▶ _Brief_:
Identify every line in the rows below that contains the word "tree", and copy each such line in full.

▶ _Records shown_:

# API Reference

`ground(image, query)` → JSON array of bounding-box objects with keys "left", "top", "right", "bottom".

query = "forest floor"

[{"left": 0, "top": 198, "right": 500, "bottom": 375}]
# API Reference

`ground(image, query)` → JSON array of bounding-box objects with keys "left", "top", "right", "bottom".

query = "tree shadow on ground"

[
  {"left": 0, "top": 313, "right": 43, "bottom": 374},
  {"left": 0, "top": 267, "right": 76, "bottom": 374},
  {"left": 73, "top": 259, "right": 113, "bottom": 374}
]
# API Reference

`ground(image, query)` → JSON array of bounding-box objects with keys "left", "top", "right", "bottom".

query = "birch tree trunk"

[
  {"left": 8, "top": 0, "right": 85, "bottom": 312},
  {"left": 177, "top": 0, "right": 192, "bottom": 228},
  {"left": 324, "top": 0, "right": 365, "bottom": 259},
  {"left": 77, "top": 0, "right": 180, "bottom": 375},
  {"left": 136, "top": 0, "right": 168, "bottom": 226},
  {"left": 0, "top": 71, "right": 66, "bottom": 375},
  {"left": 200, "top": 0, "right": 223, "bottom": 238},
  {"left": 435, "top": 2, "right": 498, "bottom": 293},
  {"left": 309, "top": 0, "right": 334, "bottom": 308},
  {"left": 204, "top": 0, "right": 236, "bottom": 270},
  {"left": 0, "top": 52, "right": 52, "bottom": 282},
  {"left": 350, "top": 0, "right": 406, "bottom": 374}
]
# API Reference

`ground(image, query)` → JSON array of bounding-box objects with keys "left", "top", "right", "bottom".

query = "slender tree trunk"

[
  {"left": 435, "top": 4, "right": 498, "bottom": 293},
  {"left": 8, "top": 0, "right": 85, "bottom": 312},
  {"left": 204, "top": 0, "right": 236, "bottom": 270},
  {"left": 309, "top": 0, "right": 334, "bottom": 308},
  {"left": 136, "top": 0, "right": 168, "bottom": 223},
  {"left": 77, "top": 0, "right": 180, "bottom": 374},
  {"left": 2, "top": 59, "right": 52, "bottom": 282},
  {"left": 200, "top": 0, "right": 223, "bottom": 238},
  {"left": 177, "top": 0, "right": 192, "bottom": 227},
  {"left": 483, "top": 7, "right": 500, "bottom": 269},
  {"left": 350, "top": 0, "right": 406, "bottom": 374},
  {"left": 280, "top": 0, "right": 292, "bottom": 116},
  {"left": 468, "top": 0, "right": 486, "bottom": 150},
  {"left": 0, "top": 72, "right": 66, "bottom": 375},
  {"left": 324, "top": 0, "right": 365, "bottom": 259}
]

▶ _Answer_:
query = "tree shadow on ground"
query = "birch tree trunk"
query = "slender tree trunk"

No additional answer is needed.